Substitute "in this image" for each occurrence of "in this photo" in the lines below and reproduce them otherwise unchanged. Leave the pictures out of your answer.

- [Coordinate annotation lines]
____

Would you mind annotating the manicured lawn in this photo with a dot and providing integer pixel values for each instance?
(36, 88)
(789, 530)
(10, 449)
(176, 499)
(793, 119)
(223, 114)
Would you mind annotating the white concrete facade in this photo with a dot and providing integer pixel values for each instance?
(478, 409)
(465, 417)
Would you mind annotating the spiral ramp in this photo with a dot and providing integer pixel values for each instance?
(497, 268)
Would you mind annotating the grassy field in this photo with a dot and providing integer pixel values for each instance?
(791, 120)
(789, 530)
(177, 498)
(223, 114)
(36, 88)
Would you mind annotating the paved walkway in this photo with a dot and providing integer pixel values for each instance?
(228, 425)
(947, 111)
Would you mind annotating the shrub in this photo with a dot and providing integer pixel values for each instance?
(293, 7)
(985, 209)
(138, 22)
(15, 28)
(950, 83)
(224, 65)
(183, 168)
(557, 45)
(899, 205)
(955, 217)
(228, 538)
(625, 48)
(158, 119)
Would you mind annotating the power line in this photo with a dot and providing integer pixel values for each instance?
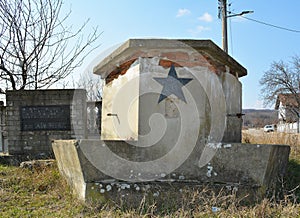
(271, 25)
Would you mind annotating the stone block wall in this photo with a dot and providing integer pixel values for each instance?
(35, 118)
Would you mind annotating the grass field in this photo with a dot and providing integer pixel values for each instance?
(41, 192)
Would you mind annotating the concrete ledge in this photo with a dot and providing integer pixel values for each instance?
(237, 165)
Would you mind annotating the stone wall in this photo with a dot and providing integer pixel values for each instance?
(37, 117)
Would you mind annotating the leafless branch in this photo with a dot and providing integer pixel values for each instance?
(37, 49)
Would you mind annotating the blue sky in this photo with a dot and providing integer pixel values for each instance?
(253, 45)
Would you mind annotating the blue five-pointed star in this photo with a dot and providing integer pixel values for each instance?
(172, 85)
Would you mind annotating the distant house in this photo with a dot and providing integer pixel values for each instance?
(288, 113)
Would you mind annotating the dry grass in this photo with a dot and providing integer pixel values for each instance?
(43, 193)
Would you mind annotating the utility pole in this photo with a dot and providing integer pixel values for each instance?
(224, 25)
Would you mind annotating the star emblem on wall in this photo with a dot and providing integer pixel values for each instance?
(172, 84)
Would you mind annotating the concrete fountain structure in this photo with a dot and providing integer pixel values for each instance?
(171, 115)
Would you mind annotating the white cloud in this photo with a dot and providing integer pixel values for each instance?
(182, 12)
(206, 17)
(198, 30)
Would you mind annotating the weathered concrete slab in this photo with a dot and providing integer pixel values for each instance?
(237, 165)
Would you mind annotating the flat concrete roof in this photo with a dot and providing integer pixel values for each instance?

____

- [Answer to this exercise]
Would you mind annotating the manicured lawn in this image with a dot and providing integer pixel values for each instance?
(36, 88)
(789, 530)
(10, 449)
(176, 499)
(793, 119)
(223, 114)
Would you mind annotating the white concrete facade in this image with a dot and providing integer pixel values for each instance?
(478, 409)
(465, 417)
Would you mind annotating the spiral ramp in this image with a dot and providing integer pixel values for each instance?
(497, 268)
Would you mind annotating the grassy field in this image with a dot and providing integer pixel values for each instance?
(791, 120)
(789, 530)
(177, 498)
(223, 114)
(36, 88)
Would you mind annotating the paved walkway in this image with a dot and providing integer pixel values for each instance?
(228, 425)
(947, 111)
Would you mind annotating the shrub in this image with a dot and providing integer pixel values for each instance?
(293, 7)
(985, 209)
(138, 22)
(15, 28)
(950, 83)
(224, 65)
(183, 168)
(557, 45)
(899, 205)
(955, 217)
(228, 538)
(625, 48)
(158, 119)
Would you mind annotating the power line in this image with a dot and providing integer pixel values for each instance?
(271, 25)
Would you mind annotating the stone block wall in this image with a dot and providing integer pixel values for each instance?
(35, 118)
Would you mind annotating the grass field in this image with a dot and providing integer pixel values for each instance?
(41, 192)
Would you mind annotating the concrete ledge in this image with a dot and providing integer pixel values for each instance?
(237, 165)
Would you mind annotating the stone wall in this image with a dot and providing integer pixel values for each instance?
(37, 117)
Would you mind annotating the leafless branch in this image with a dot and providing integer pixel values for each instance?
(37, 49)
Would you mind annotating the blue sky in this image with a dot and providing integer pixel values for each instance?
(253, 45)
Would you mind annotating the blue five-pointed star in this image with a dot and providing integer pixel values for each instance?
(172, 85)
Would you mind annotating the distant house in this image with a dot and providing integer pixel values for each instance?
(288, 113)
Would you mind annotating the dry grass in this image with a dot and providing integer pixel values for each instance?
(43, 193)
Would you mind annotating the utility pole in this image with a dot and providing integer pixel values for each instance?
(224, 25)
Would you mind annotating the star emblem on wall in this image with a dot and providing integer pixel values for each instance?
(172, 84)
Would you mind annotating the concrete fountain structure in this image with a dot and providing integer pixel values for each instance?
(171, 115)
Would you mind annotating the white cloud in this image with a dot and providing integer pixel values for each instance?
(182, 12)
(206, 17)
(198, 30)
Would you mind annotating the weathered concrete slab in this image with a dot and providing integer pixel values for each instance?
(237, 165)
Would you mind annotating the flat concrete roof in this image with a dot and providing integer pixel values for each instance?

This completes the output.